(WHAT YOU HAVE TO DO) Could the records be returned exactly, with the pictures left out?

════════════════

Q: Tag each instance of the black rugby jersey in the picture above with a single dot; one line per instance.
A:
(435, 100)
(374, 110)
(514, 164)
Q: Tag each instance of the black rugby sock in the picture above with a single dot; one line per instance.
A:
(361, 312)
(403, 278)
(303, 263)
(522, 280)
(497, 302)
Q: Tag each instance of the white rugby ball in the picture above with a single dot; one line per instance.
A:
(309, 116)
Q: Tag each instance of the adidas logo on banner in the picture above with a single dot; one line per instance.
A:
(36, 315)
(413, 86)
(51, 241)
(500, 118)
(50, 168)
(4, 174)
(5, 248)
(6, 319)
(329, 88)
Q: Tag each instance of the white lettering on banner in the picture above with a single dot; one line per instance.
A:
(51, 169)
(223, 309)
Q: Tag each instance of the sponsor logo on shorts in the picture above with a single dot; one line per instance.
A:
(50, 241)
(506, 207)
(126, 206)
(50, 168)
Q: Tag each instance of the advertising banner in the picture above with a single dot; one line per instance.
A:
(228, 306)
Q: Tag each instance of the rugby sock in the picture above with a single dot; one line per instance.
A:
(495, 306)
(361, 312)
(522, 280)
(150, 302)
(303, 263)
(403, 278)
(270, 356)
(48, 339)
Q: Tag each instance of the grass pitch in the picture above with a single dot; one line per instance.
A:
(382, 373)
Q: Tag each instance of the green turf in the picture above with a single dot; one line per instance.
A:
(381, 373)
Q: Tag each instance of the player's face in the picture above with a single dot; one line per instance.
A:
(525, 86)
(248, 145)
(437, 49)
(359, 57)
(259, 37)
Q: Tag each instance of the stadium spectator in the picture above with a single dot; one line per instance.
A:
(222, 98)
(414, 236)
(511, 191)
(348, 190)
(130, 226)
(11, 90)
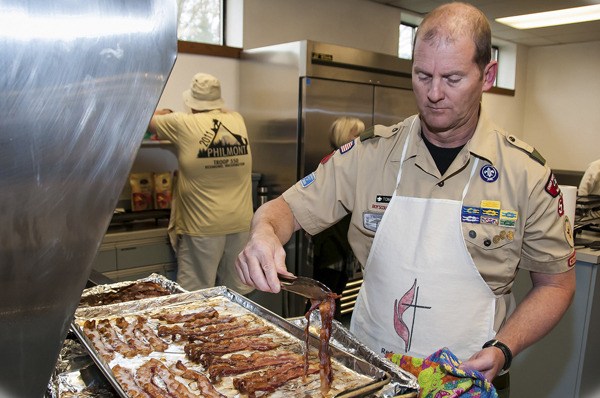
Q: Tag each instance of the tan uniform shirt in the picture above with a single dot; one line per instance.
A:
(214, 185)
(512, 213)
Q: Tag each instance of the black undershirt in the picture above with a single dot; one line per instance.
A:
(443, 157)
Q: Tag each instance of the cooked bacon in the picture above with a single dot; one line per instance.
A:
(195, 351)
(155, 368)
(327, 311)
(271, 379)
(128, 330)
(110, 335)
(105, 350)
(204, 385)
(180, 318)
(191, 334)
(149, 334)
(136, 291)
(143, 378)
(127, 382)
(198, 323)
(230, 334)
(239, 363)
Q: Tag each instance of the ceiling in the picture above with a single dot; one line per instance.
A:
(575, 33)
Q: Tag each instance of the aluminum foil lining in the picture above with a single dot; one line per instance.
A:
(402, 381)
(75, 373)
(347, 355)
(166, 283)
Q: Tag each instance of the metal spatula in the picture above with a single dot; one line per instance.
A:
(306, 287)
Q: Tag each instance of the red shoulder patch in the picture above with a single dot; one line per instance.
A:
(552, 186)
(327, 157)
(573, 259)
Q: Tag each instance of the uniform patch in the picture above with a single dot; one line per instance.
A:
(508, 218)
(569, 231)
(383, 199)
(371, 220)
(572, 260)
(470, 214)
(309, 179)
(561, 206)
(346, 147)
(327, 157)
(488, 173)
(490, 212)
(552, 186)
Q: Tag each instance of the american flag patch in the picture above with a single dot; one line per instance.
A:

════════════════

(RESPONSE TO THIS TASK)
Q: Tag each instance of the black rugby jersey in the picture above with a single dot; one line per instance.
A:
(435, 100)
(374, 110)
(514, 164)
Q: Tag each instance of the black rugby sock in the picture above with a single dot; one line per instance.
A:
(361, 312)
(403, 278)
(303, 263)
(522, 280)
(497, 302)
Q: Tag each instance of the white rugby ball in the picture above with a single dot; one line per instance.
A:
(309, 116)
Q: Tag each instance of the adidas logo on banner in the picture above with a single dot; one line per instance.
A:
(36, 315)
(413, 86)
(51, 241)
(500, 118)
(50, 168)
(4, 174)
(5, 248)
(6, 319)
(329, 88)
Q: Tag each instance of the white lettering on banner in the picture above with a single dot; one line per instance.
A:
(51, 169)
(223, 309)
Q: Tag each instance of the sponsor logo on shorts in the picture above with a single dot; one line per instance.
A:
(50, 241)
(506, 207)
(126, 206)
(50, 168)
Q: Tag each instance of the advertising banner in the picture above with a single dot; one line per instance.
A:
(228, 306)
Q: Tag each instance of the rugby sock in the picture above with a single dot; one line per instance.
A:
(495, 306)
(361, 312)
(522, 280)
(150, 302)
(303, 263)
(403, 278)
(270, 356)
(48, 339)
Q: Tag each instance of the grass pitch in the picture above with a single dot; one line per instance.
A:
(382, 373)
Q: Tag each instance of the green turf in the picture above with a single dot; one line per instance.
A:
(381, 373)
Q: Tag each instance of the player's face in the picture above with a single dot; one line per instance.
A:
(525, 86)
(248, 145)
(437, 49)
(359, 57)
(259, 37)
Q: Tag each instance of the stadium spectator in the picture above with a single dot; one line per instance.
A:
(222, 98)
(414, 236)
(511, 191)
(348, 190)
(130, 226)
(11, 90)
Q: Tag each instance of the tan uniform shirt in the picture above with a single dot; one line per instance.
A:
(214, 185)
(512, 213)
Q: Tag each instance of the black undershirt in the picture above with a single dot; one line per instance.
A:
(443, 157)
Q: Tag each instance of the cooked bacon in the picture above with a single dot; one line per instance.
A:
(195, 351)
(155, 368)
(327, 311)
(271, 379)
(128, 330)
(110, 335)
(105, 350)
(204, 385)
(180, 318)
(191, 334)
(149, 334)
(136, 291)
(143, 378)
(127, 382)
(198, 323)
(230, 334)
(239, 363)
Q: Tag each instance of the ceiling in the picture above with a single dot; one line per instance.
A:
(575, 33)
Q: Tag each instance of the aluminum foil lining in the picture above with a single dot; one line per instance.
A:
(402, 381)
(75, 373)
(347, 355)
(166, 283)
Q: Tag each instance of the metal spatula in the picture above with a single dot; one line per instance.
A:
(306, 287)
Q: Tag each instance of the red shoulder patch in the picture above with a single dot; one line per instance.
A:
(552, 186)
(327, 157)
(573, 259)
Q: Tag each instance of the uniform patch in the picture above with a single dot; one line per instance.
A:
(508, 218)
(569, 231)
(383, 199)
(371, 220)
(572, 260)
(470, 214)
(309, 179)
(561, 206)
(346, 147)
(327, 157)
(488, 173)
(490, 212)
(552, 186)
Q: Tag each instance of the american flag patch in the picture above with a single dot; one line per instance.
A:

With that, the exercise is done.